What you have to do - Copy out the entries word for word, from the start of the entries through the line with "511 342 640 409", including that line.

Records of labeled boxes:

--- --- ---

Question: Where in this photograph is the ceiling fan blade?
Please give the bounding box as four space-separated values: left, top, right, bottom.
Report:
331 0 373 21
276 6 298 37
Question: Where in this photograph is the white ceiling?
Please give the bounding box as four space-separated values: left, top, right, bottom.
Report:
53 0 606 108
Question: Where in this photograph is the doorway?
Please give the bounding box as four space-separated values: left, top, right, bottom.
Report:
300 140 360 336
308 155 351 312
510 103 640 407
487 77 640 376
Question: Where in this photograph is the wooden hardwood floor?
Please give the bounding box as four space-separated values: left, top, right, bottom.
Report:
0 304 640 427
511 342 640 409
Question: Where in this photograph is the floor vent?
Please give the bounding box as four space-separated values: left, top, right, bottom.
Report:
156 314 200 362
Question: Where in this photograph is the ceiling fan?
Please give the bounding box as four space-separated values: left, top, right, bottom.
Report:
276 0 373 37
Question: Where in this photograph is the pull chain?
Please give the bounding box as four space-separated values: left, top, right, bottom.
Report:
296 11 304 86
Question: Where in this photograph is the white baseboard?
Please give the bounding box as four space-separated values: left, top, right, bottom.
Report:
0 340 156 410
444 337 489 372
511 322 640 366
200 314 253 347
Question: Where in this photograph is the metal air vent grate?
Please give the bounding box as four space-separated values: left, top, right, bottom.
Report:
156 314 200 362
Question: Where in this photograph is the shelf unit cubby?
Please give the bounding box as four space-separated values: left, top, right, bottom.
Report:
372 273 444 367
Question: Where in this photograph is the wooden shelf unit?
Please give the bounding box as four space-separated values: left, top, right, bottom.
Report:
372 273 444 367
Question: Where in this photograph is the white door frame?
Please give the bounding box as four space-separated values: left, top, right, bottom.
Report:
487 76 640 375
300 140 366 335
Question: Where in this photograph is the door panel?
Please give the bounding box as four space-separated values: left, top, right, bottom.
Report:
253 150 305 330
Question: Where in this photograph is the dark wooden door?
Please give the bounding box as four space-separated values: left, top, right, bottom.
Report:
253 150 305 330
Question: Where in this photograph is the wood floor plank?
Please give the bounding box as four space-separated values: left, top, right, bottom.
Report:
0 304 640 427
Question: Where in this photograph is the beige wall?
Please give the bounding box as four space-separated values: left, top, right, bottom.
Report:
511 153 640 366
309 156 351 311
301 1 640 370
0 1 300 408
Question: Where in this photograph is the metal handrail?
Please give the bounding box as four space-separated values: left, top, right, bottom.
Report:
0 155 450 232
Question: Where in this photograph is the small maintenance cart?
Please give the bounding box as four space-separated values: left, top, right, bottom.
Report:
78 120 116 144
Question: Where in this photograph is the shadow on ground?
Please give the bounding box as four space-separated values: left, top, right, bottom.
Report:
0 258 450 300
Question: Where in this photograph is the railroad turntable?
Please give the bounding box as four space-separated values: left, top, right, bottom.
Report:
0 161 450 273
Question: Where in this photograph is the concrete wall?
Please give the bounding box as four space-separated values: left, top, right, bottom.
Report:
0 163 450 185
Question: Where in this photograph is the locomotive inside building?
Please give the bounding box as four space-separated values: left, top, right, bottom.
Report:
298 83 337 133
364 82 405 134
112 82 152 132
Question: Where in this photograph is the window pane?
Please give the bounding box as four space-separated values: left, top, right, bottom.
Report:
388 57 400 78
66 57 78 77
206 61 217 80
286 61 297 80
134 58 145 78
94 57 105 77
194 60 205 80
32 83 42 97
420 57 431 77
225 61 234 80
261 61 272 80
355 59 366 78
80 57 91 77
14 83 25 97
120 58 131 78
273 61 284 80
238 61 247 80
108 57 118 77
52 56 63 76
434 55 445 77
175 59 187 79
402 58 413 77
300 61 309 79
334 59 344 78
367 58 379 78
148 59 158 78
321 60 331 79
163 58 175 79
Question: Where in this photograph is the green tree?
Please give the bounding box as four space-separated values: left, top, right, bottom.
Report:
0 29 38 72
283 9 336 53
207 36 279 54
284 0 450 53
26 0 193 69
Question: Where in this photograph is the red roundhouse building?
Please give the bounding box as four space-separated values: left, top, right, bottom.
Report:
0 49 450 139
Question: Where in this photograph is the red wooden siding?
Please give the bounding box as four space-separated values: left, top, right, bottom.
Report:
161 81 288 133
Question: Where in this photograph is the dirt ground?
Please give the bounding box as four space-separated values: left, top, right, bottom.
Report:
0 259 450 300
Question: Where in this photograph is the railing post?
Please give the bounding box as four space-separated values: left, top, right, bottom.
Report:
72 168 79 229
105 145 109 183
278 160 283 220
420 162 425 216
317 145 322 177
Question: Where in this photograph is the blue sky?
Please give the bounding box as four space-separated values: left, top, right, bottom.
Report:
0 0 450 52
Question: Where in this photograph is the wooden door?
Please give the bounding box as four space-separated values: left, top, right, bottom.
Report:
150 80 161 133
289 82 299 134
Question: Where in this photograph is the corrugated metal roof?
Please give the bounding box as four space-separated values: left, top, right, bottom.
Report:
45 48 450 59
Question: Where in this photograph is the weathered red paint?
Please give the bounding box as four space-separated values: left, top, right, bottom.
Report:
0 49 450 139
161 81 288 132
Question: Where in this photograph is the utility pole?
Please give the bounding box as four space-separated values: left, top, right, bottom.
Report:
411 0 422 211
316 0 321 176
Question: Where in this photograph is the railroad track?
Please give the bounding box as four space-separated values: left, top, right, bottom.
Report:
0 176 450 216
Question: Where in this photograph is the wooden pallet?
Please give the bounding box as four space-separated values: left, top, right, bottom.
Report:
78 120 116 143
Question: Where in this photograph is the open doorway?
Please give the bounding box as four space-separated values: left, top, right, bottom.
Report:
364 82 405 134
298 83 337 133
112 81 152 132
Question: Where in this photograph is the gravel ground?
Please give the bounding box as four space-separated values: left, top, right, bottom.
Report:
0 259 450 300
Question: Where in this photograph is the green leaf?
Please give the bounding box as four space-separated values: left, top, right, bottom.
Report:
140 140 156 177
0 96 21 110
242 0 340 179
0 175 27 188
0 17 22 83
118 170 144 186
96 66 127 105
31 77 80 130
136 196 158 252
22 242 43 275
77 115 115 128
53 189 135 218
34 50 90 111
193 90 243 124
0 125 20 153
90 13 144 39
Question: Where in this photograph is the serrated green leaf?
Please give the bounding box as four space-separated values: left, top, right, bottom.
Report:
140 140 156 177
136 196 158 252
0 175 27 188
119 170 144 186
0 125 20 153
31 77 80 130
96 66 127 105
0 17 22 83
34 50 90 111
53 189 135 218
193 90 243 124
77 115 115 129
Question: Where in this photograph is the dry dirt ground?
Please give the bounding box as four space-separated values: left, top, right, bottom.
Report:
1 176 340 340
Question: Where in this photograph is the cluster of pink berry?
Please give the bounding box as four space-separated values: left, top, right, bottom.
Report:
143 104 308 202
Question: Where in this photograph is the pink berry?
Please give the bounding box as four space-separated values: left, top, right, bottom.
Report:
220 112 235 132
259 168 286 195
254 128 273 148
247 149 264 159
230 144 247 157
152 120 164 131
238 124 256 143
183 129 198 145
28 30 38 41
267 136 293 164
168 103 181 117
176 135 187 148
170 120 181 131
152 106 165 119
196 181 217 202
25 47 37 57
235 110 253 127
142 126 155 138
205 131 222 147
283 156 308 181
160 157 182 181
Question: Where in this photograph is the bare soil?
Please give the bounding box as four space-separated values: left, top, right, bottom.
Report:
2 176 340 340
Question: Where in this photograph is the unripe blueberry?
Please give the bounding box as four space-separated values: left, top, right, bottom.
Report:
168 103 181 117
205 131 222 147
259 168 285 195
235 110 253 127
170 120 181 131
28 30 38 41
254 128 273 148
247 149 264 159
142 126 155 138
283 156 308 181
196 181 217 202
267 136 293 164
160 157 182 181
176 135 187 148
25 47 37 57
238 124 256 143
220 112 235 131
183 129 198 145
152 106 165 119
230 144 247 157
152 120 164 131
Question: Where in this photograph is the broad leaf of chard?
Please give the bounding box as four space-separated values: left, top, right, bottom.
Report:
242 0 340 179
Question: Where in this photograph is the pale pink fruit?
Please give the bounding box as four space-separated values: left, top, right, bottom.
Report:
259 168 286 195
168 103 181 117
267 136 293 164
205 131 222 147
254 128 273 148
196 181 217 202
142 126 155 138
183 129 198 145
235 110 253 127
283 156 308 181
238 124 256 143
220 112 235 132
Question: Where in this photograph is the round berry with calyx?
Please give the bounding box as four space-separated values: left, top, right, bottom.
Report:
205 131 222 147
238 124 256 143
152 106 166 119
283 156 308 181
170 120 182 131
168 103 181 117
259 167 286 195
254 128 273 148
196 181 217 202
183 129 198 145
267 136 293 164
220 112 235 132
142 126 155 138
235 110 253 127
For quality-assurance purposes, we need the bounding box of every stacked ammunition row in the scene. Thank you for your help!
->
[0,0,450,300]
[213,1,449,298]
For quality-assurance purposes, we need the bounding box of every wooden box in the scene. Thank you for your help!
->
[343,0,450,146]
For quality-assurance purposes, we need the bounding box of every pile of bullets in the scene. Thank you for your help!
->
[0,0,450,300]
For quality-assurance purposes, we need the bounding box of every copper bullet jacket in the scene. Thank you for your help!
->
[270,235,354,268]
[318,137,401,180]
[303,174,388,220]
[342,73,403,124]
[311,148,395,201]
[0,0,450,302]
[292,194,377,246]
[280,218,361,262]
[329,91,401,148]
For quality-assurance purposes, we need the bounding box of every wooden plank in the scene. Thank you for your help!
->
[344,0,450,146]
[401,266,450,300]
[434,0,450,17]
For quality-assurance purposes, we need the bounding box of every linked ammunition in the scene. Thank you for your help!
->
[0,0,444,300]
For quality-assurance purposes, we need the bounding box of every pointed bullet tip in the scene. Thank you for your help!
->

--- --- ---

Response to the exercise -
Question: Where in this photograph is the ceiling fan blade?
Please give the bounding box as four space-separated values: left, top, right, bottom.
Report:
331 0 373 21
276 6 298 37
Question: Where in this photograph is the white ceiling?
Please give the bounding box as four space-separated values: left, top, right, bottom.
Report:
53 0 606 108
Question: Where in this photograph is the doorway?
Please give the bounding box as four space-separated values: left, top, right, bottom.
Report:
300 140 360 336
308 155 351 312
510 103 640 407
487 77 640 376
Question: Where in this photograph is the wooden hardwood floor?
Please give the bounding box as four space-separated values: left, top, right, bottom.
Report:
0 304 640 427
511 342 640 409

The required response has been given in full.